> Work order: Would you please output all the records exactly as given? Pictures should not appear in the copy.

> Record excerpts:
====
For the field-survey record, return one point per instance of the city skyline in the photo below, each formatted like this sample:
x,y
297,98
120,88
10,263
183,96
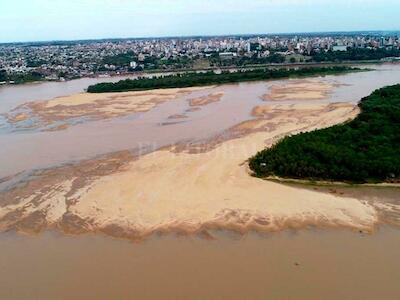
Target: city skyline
x,y
23,20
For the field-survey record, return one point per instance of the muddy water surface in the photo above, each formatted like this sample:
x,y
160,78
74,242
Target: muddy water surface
x,y
310,264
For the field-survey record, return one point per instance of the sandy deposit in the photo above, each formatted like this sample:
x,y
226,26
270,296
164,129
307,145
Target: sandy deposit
x,y
178,189
299,90
205,100
86,106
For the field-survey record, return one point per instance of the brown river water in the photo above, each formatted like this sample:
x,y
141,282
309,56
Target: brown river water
x,y
306,264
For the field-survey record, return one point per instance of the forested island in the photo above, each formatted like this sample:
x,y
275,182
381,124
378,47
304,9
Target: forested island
====
> Worked solution:
For the field-survey record, return one point per instance of the city skyline in the photo below, each formatted like this sample:
x,y
297,98
120,88
10,263
183,96
Target: city skyline
x,y
23,20
For the field-survey record, return one point per instance of the muddy water surface in the photo above, each formatted like this sample:
x,y
160,78
74,242
Target: muddy water surface
x,y
310,264
For the field-survey record, return one point per instance of the sandy deposit in the photo above, each formatted like this sample:
x,y
226,26
270,296
164,129
307,145
Target: sandy deposit
x,y
178,189
299,90
205,100
86,106
For the field-survey record, return one point per instance of the brown river water in the photo above, each formatted like this sample:
x,y
141,282
309,56
Target: brown river water
x,y
306,264
For the field-survey record, return one point per instance of the forested island in the photo above, each formatted like this sample:
x,y
275,182
381,124
378,47
304,9
Target: forested island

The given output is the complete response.